Task brief.
Go through the entries below and return every line that contains "khaki".

========

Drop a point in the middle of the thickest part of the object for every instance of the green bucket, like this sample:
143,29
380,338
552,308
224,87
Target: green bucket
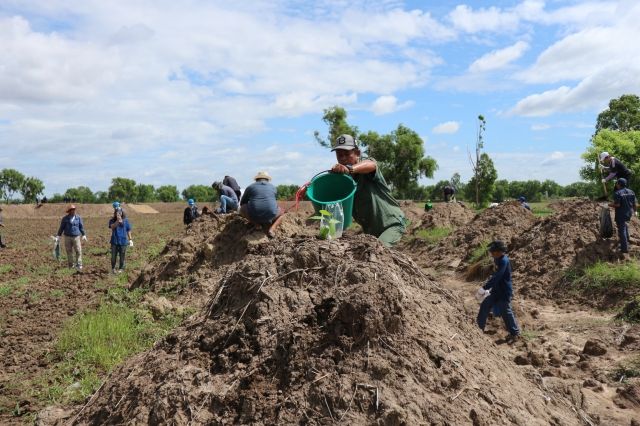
332,188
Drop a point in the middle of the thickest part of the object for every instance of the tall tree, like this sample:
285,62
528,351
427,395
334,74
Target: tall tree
122,189
31,188
168,193
11,181
483,183
475,164
623,114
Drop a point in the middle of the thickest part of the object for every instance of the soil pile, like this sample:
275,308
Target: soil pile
313,332
504,222
567,239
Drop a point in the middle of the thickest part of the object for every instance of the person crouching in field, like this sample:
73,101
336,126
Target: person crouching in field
259,205
120,239
500,292
374,208
72,228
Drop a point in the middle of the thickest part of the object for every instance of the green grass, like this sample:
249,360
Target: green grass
434,235
479,252
602,276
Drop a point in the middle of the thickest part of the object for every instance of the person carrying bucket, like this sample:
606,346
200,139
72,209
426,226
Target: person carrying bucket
374,208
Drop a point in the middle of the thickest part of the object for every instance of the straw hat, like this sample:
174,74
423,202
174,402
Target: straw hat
262,175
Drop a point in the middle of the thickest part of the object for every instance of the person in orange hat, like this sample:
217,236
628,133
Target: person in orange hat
73,229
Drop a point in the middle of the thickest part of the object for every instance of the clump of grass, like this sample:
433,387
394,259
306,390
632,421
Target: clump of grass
434,235
602,276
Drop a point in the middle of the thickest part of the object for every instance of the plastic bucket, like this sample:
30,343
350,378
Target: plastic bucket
331,188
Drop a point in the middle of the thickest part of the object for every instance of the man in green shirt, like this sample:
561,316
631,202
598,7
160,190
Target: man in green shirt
374,208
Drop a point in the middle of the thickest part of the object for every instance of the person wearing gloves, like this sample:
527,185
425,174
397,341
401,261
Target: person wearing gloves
523,202
498,292
259,205
120,239
73,229
374,208
615,167
190,212
228,198
624,201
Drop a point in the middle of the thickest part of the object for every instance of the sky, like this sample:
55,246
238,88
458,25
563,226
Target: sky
185,92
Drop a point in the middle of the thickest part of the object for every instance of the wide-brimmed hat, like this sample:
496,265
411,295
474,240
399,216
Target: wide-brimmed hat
262,175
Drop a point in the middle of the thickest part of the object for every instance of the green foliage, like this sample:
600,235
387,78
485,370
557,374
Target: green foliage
622,145
622,115
487,175
286,192
168,193
11,181
434,235
200,193
122,189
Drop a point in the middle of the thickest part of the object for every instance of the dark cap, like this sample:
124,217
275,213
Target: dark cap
346,142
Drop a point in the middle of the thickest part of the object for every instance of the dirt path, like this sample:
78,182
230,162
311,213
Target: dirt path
552,351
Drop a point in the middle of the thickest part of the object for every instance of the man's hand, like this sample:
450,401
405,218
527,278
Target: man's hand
339,168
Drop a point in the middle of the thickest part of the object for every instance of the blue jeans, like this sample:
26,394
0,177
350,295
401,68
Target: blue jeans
227,203
623,235
116,250
504,308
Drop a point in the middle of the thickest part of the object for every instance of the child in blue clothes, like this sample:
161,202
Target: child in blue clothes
500,289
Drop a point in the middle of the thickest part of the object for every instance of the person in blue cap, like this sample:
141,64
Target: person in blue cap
500,292
624,202
523,202
191,212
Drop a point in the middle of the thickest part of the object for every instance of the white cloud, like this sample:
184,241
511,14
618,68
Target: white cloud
387,104
449,127
499,58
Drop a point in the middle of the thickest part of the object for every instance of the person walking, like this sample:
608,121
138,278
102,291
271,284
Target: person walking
73,229
499,292
374,208
2,242
624,202
120,239
190,212
232,183
259,205
228,198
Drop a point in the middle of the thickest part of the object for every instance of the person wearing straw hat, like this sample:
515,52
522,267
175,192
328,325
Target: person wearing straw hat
374,208
259,205
73,229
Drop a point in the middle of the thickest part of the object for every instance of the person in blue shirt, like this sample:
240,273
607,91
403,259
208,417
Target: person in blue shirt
73,229
259,204
120,239
500,292
624,201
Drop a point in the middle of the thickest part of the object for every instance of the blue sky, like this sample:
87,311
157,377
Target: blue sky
168,92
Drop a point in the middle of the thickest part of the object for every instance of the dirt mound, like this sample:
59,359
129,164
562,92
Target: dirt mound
504,222
313,332
567,239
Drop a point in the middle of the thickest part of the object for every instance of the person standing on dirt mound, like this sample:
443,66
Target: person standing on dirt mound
120,239
228,198
499,292
624,201
191,212
259,205
73,229
232,183
615,167
374,208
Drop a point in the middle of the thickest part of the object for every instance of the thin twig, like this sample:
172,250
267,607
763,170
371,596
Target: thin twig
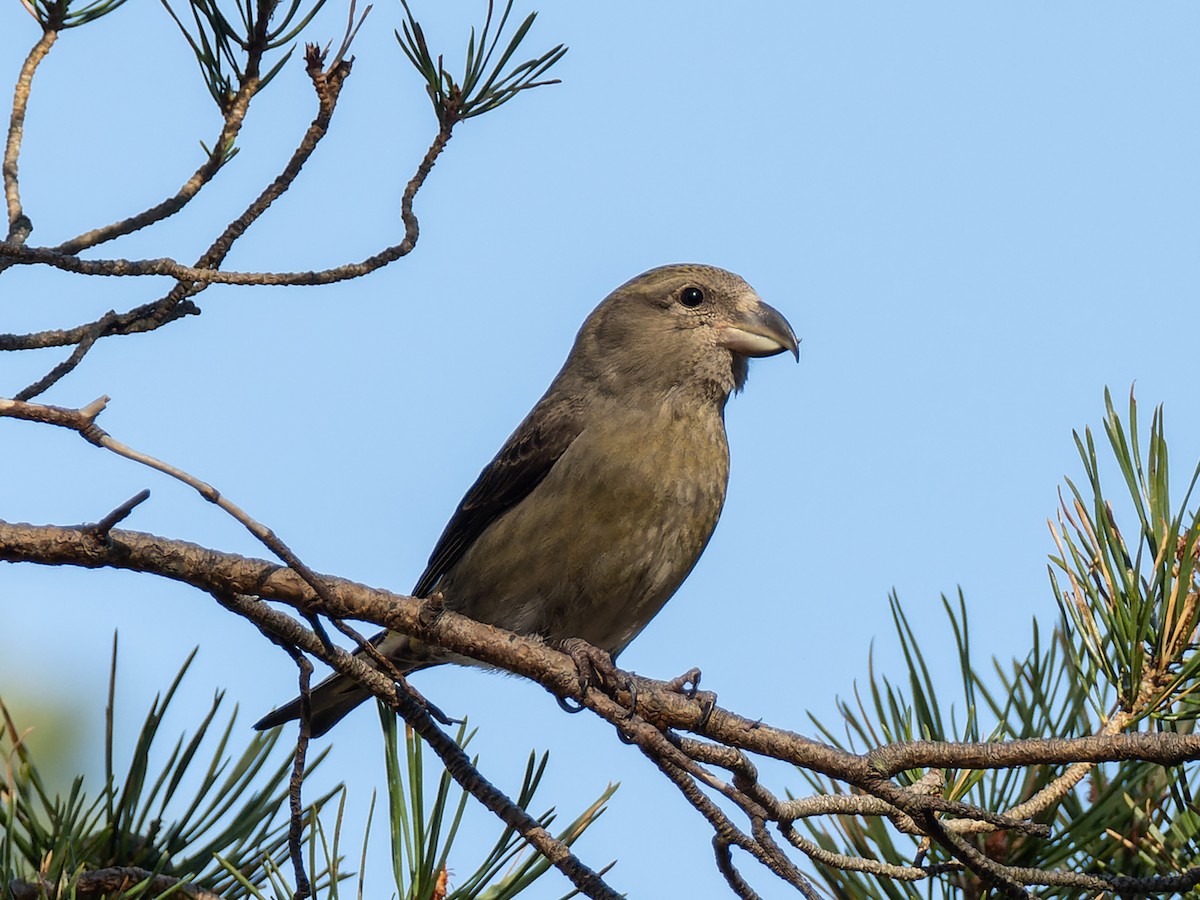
19,225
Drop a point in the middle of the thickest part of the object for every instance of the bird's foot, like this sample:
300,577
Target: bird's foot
688,684
594,666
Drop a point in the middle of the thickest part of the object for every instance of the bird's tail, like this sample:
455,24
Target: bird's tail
337,695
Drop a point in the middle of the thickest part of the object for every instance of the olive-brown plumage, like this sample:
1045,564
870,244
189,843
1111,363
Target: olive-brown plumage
600,503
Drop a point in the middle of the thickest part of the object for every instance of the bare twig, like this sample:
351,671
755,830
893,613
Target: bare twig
456,761
19,225
658,706
118,515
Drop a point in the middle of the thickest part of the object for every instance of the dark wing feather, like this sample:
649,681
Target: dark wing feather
525,460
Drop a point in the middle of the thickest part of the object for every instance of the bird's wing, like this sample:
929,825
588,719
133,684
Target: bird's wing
517,469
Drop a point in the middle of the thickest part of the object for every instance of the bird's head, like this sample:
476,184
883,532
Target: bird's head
678,327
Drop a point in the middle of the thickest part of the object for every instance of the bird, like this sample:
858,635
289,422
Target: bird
601,502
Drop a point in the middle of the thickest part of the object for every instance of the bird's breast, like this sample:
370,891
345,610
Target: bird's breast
607,537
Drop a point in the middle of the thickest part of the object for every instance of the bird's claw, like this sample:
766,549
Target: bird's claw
688,684
592,664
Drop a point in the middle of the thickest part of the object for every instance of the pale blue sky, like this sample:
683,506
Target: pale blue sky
976,216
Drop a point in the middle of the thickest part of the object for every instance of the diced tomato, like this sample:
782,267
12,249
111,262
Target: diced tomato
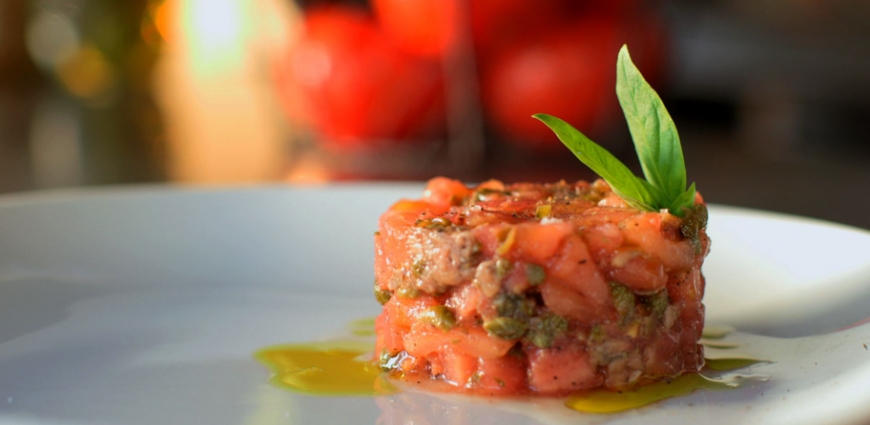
563,369
575,268
388,337
537,243
645,231
503,375
441,193
637,270
458,367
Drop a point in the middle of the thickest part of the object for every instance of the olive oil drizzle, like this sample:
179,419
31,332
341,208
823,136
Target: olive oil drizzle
345,367
329,368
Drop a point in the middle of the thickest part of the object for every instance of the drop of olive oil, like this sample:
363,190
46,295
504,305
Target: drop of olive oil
604,401
345,368
329,368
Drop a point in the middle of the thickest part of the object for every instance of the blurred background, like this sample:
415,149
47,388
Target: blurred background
772,97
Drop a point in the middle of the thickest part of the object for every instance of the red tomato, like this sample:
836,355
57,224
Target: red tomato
356,87
567,72
424,27
498,23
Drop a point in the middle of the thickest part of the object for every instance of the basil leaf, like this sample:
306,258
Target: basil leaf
653,131
624,183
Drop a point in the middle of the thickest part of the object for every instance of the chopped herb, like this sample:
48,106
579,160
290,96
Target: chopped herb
597,333
418,267
657,303
542,211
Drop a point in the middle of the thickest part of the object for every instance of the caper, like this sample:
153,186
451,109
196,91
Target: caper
623,300
505,327
408,292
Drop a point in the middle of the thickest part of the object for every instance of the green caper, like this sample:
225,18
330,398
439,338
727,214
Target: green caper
543,330
512,305
505,327
694,220
623,300
408,292
656,303
597,333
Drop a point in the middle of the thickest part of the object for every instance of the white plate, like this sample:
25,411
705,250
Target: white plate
144,306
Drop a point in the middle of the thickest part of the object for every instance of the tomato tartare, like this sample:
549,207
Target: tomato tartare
538,288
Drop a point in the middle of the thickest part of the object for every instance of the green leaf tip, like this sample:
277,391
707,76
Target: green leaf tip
656,142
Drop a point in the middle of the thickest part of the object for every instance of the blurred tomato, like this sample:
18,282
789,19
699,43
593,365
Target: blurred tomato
567,72
355,86
498,24
424,27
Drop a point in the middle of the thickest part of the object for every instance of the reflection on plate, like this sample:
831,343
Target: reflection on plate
145,306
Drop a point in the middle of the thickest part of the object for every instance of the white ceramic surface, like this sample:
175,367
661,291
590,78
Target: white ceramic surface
144,306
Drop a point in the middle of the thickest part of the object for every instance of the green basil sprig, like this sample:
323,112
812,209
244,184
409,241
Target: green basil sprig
655,140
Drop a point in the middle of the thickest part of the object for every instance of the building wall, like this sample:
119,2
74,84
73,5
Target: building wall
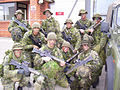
66,6
34,14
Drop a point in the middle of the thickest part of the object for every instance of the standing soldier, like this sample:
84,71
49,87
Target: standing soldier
66,50
33,39
18,27
100,39
12,74
50,67
73,35
83,23
87,73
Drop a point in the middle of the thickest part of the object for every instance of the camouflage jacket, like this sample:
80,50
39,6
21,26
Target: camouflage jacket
87,23
55,52
95,64
27,42
14,24
52,67
74,34
10,72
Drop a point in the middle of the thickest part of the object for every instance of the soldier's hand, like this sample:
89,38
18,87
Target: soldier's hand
34,46
46,59
82,31
90,30
21,71
62,63
74,51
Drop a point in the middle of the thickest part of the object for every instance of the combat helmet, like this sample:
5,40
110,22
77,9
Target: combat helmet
18,12
68,20
36,25
51,35
97,16
82,11
87,39
65,43
48,10
17,46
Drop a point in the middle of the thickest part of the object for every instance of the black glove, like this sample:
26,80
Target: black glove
27,73
21,71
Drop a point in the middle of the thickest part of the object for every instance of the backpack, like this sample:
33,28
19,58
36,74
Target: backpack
16,34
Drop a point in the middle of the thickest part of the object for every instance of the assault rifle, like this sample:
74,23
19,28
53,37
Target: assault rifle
24,66
22,24
96,25
46,54
67,38
37,42
84,27
79,63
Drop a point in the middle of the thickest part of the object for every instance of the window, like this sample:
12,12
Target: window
118,17
7,11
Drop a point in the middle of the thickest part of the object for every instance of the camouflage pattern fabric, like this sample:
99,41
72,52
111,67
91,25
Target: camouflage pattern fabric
86,74
11,73
13,24
17,34
75,37
86,22
50,68
27,42
66,55
51,25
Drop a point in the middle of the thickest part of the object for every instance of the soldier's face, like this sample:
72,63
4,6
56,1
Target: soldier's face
17,52
47,14
36,31
19,16
51,43
97,20
83,16
69,25
65,49
85,47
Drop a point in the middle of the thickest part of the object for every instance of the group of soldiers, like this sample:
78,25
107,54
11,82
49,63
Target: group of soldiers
72,58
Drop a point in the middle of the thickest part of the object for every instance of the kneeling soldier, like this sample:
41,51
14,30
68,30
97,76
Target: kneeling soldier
88,72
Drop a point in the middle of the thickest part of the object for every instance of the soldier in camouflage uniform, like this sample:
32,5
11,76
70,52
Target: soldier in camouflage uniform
83,23
50,67
73,34
66,52
33,39
100,39
14,27
11,74
87,74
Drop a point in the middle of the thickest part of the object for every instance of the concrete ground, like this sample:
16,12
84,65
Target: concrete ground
7,43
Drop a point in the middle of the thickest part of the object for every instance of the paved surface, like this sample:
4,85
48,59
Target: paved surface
7,43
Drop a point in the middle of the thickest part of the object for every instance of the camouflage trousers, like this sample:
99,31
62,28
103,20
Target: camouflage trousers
9,84
103,56
83,84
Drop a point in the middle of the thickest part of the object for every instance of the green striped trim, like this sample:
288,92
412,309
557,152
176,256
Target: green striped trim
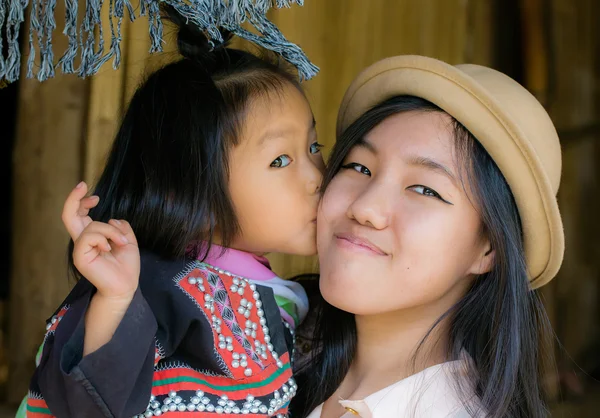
189,379
289,306
38,410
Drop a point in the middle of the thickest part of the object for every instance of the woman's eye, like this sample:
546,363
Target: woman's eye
426,191
315,147
281,161
357,167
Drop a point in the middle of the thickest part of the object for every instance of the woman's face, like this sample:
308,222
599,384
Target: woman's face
396,228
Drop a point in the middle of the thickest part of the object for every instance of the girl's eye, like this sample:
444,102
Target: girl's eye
426,191
281,161
357,167
315,147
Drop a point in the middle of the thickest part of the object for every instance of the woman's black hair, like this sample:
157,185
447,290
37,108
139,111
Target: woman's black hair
500,323
167,172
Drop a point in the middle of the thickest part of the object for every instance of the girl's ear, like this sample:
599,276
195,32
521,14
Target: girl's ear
485,260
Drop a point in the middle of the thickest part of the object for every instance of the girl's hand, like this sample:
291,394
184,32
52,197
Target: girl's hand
107,255
76,209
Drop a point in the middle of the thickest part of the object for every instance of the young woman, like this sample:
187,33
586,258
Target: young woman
437,221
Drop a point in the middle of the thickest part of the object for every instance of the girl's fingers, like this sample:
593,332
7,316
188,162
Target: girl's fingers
70,209
110,232
125,229
86,204
89,245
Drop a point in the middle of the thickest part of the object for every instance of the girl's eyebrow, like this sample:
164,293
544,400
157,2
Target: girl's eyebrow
432,165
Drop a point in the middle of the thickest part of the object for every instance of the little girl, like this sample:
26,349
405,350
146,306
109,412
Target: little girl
215,164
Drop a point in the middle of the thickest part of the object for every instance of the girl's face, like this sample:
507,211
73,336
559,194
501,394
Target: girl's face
275,174
397,230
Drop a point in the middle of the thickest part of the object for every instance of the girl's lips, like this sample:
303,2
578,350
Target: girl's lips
358,243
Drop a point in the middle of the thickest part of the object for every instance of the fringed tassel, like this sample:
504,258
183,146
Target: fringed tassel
67,61
208,15
46,53
34,27
3,4
16,16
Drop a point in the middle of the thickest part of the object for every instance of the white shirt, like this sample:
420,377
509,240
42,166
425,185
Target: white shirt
427,394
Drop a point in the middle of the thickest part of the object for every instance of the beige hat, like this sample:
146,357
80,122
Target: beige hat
507,120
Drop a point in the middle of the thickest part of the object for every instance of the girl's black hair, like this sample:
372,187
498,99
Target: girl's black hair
500,322
167,172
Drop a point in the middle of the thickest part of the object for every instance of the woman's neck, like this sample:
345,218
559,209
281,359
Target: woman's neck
393,346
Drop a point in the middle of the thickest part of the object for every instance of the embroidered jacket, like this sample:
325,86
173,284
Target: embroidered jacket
195,341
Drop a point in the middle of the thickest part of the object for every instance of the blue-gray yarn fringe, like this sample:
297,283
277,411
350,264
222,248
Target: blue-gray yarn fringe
209,15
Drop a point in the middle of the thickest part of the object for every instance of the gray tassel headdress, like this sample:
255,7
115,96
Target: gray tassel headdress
208,15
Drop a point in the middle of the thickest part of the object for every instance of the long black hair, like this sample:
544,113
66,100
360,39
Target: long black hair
167,172
500,322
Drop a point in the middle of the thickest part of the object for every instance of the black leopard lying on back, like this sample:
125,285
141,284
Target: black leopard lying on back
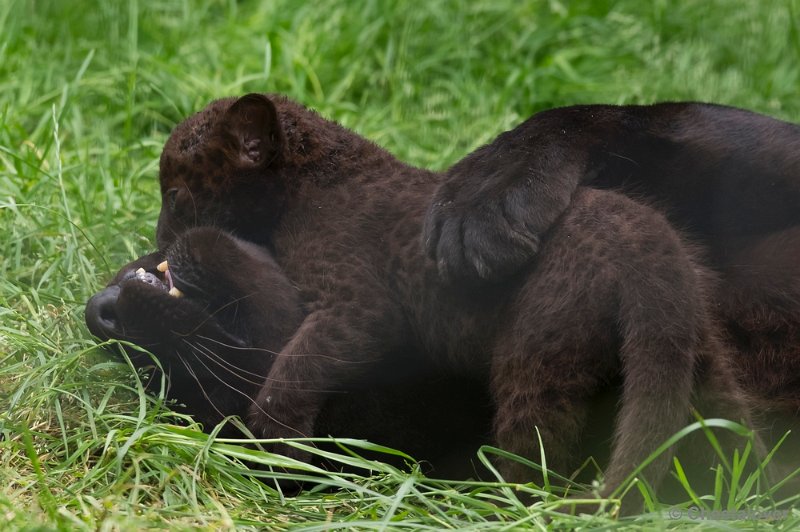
217,347
615,293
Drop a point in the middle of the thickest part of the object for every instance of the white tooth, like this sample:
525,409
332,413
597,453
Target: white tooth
174,292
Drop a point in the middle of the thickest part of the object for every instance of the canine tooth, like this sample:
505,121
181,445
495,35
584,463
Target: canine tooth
174,292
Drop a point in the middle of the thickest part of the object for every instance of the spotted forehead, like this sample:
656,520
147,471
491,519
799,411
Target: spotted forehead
193,156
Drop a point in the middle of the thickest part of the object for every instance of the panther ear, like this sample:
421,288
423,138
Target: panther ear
257,138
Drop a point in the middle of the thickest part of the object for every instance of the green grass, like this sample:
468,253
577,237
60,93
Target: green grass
88,94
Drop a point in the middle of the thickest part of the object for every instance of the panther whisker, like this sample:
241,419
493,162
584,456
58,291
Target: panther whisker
262,349
229,367
249,399
199,384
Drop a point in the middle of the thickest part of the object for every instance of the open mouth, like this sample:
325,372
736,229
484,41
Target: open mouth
166,283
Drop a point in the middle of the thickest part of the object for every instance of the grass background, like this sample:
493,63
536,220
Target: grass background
88,94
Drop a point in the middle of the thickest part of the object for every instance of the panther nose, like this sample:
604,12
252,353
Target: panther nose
101,313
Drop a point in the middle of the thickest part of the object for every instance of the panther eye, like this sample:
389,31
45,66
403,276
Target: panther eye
170,198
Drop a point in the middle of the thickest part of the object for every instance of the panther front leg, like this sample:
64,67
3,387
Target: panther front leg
720,171
333,349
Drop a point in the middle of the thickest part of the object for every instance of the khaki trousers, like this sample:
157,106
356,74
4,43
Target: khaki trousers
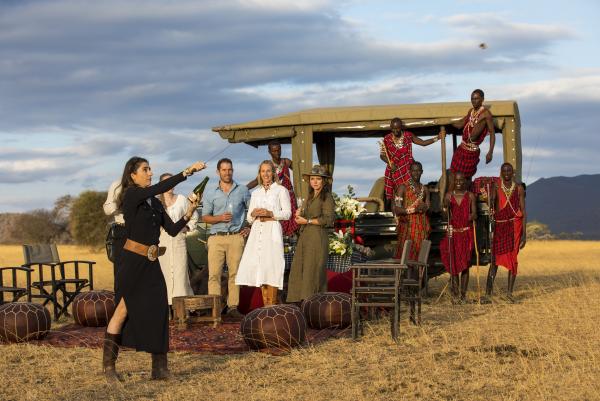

========

Result.
Drop a point in the middle of the thickest part of the object for every instance of the khaki trousers, like this sample:
Target: khaki trousers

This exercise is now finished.